PROBLEM: Taking the line containing "Target: red hair" as the first and the last line of the entries as the end, reproduce every line between them exactly, including both.

(INPUT MATERIAL Opens)

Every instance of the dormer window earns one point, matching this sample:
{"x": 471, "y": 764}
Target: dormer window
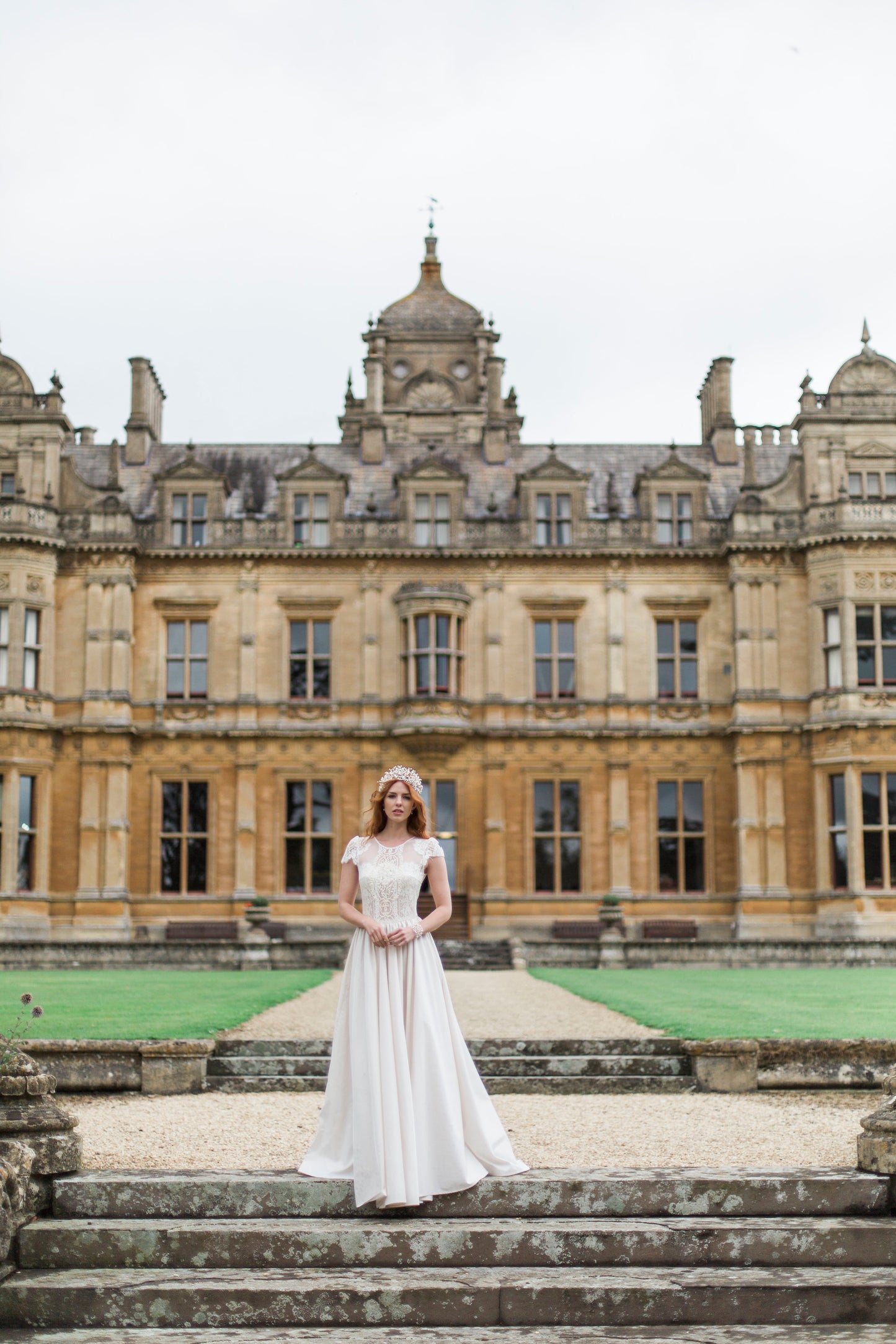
{"x": 189, "y": 519}
{"x": 432, "y": 519}
{"x": 675, "y": 518}
{"x": 311, "y": 519}
{"x": 552, "y": 519}
{"x": 871, "y": 486}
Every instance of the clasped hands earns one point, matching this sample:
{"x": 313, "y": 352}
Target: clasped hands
{"x": 397, "y": 938}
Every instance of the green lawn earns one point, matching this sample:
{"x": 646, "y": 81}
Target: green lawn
{"x": 765, "y": 1002}
{"x": 147, "y": 1004}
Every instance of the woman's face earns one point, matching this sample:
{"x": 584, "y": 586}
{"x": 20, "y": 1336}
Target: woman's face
{"x": 398, "y": 801}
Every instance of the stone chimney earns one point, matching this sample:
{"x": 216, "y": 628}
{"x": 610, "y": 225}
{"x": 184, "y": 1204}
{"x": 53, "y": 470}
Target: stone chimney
{"x": 715, "y": 411}
{"x": 144, "y": 424}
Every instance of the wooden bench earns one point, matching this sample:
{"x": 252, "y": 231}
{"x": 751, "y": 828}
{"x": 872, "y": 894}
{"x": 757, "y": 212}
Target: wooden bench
{"x": 669, "y": 929}
{"x": 202, "y": 930}
{"x": 569, "y": 929}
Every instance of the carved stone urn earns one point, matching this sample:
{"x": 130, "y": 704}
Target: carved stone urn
{"x": 30, "y": 1116}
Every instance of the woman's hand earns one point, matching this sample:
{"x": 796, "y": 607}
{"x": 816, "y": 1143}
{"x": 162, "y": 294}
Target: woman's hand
{"x": 376, "y": 933}
{"x": 399, "y": 937}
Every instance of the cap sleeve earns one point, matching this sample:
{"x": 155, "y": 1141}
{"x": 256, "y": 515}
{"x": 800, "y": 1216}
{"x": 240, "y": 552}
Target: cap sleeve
{"x": 353, "y": 850}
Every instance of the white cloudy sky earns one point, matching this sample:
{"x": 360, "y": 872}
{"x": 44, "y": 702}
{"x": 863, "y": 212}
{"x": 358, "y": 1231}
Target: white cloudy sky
{"x": 631, "y": 187}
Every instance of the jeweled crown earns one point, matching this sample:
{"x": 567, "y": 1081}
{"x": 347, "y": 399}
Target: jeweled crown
{"x": 406, "y": 775}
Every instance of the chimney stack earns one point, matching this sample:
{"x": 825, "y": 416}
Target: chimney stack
{"x": 144, "y": 424}
{"x": 715, "y": 411}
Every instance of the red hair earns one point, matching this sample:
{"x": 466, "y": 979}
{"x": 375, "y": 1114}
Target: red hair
{"x": 417, "y": 823}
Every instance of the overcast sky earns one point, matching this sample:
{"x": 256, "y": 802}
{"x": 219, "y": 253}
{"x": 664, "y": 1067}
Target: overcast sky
{"x": 632, "y": 189}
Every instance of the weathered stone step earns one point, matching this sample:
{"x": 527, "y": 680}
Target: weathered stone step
{"x": 477, "y": 1046}
{"x": 174, "y": 1299}
{"x": 476, "y": 1335}
{"x": 453, "y": 1244}
{"x": 497, "y": 1087}
{"x": 269, "y": 1066}
{"x": 593, "y": 1066}
{"x": 569, "y": 1193}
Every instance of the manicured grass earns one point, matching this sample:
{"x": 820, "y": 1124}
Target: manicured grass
{"x": 700, "y": 1002}
{"x": 147, "y": 1004}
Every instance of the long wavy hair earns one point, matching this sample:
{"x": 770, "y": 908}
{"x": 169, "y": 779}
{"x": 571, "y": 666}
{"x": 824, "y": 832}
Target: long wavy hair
{"x": 417, "y": 823}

(INPUT MATERIAL Closes)

SOLUTION TO THIS TASK:
Target: red hair
{"x": 417, "y": 823}
Every instance of the overcast sky earns one point, matching this sample:
{"x": 256, "y": 802}
{"x": 219, "y": 253}
{"x": 664, "y": 1067}
Target: overcast sky
{"x": 632, "y": 189}
Every instance of the weathered stone step earns one point, matching this sample:
{"x": 527, "y": 680}
Target: weathered stone step
{"x": 477, "y": 1046}
{"x": 174, "y": 1299}
{"x": 476, "y": 1335}
{"x": 453, "y": 1244}
{"x": 497, "y": 1087}
{"x": 269, "y": 1066}
{"x": 593, "y": 1066}
{"x": 569, "y": 1193}
Every instance of the manicured grass earns one point, matching this sample:
{"x": 820, "y": 1124}
Target: manicured grass
{"x": 700, "y": 1002}
{"x": 147, "y": 1004}
Every instance of the long wavy hair earns one point, matching this sample:
{"x": 770, "y": 908}
{"x": 169, "y": 779}
{"x": 571, "y": 666}
{"x": 824, "y": 832}
Target: long wavy hair
{"x": 417, "y": 823}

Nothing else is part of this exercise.